* To do
Render every line of the listing below as a Markdown table with two columns, Row for the line's number and Line for its text. Leave out blank lines.

* Given data
start

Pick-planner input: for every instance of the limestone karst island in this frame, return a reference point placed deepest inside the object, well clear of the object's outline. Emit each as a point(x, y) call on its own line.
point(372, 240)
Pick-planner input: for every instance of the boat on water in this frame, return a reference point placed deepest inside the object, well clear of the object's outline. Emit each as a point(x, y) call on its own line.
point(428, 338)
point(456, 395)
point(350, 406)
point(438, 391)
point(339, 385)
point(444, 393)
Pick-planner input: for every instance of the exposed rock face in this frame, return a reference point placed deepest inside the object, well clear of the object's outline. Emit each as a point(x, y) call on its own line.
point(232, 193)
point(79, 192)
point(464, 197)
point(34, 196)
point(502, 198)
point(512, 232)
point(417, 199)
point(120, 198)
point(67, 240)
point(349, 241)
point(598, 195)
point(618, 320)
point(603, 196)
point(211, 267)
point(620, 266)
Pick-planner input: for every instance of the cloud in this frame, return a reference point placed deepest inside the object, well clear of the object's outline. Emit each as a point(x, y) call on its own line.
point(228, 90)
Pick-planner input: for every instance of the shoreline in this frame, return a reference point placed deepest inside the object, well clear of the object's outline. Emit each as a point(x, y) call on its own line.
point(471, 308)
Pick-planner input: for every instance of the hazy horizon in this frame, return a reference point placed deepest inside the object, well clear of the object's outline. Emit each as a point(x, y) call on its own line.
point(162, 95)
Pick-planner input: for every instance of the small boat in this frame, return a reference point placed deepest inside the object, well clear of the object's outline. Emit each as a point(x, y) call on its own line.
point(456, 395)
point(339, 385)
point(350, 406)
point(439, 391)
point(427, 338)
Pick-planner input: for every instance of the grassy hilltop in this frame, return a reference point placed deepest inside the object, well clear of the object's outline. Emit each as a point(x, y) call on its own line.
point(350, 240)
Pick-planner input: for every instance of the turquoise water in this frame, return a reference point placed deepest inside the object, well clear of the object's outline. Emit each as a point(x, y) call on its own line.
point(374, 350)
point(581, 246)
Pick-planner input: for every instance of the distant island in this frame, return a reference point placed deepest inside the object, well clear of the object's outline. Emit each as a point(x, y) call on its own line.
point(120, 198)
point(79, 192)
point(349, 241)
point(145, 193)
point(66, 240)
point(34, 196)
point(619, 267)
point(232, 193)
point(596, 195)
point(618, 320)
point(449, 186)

end

* Response to the task
| Row | Line |
|---|---|
| 1 | Pick-planner input: for every instance of the limestone karst island in this frame, return a reference point placed deepest inside the object, well clear of the object's outline. Emit each as a point(x, y) call on its own line. |
| 2 | point(372, 240) |
| 3 | Pick-planner input: for every instance of the boat on water in this frame, return a reference point placed deepest inside the object, well clear of the object's outline. Emit each as a point(x, y) call on its own line. |
| 4 | point(428, 338) |
| 5 | point(456, 395) |
| 6 | point(350, 406) |
| 7 | point(438, 391) |
| 8 | point(339, 385) |
| 9 | point(444, 393) |
| 10 | Pick-planner input: for every instance of the exposed rock face in this frame, return a reference point placed deepest inside the object, well clear of the object's outline. Emit each as a point(x, y) call on its own line. |
| 11 | point(232, 193) |
| 12 | point(79, 192) |
| 13 | point(464, 197) |
| 14 | point(34, 196) |
| 15 | point(502, 198) |
| 16 | point(512, 232) |
| 17 | point(417, 199) |
| 18 | point(120, 198) |
| 19 | point(67, 240) |
| 20 | point(349, 241) |
| 21 | point(598, 195) |
| 22 | point(618, 320) |
| 23 | point(603, 196) |
| 24 | point(211, 267) |
| 25 | point(620, 266) |
| 26 | Pick-planner input: for every instance of the cloud in this frame, return a reference point placed deepest inside the object, well clear of the object's outline. Emit each as a point(x, y) call on its own line. |
| 27 | point(228, 90) |
| 28 | Pick-planner input: for every instance of the shoreline in this frame, return a reference point placed deepest inside the object, well clear of the object's outline. Emit each as a point(x, y) call on its own line. |
| 29 | point(471, 308) |
| 30 | Pick-planner input: for every instance of the hazy horizon in this frame, return a reference point placed deepest inside the object, well clear of the object's outline. Emit each as a point(x, y) call on its own line. |
| 31 | point(162, 95) |
| 32 | Pick-planner input: for every instance of the small boat in this frame, return a reference point placed deepest inside the object, well clear of the object's outline. Emit each as a point(x, y) call on its own line. |
| 33 | point(456, 395) |
| 34 | point(339, 385) |
| 35 | point(350, 406) |
| 36 | point(439, 391) |
| 37 | point(427, 338) |
| 38 | Pick-planner input: for every instance of the grassy hilltop in this frame, return a reference point placed deepest inside the object, well clear of the object's outline. Emit each as a point(x, y) call on its own line. |
| 39 | point(350, 240) |
| 40 | Pick-planner input: for every instance of the turquoise water in this frame, return a reference point placed deepest inside the object, well clear of the object's outline. Emit each as a point(x, y) call on its own line. |
| 41 | point(374, 350) |
| 42 | point(581, 246) |
| 43 | Pick-planner input: for every instance of the distant island in this frame, return a reference point placed deepest inside the object, well clear of the object's outline. Emit each as a point(x, y) call on its own line. |
| 44 | point(120, 198) |
| 45 | point(79, 192) |
| 46 | point(349, 241) |
| 47 | point(145, 193) |
| 48 | point(66, 240) |
| 49 | point(34, 196) |
| 50 | point(619, 267) |
| 51 | point(232, 193) |
| 52 | point(596, 195) |
| 53 | point(618, 320) |
| 54 | point(449, 186) |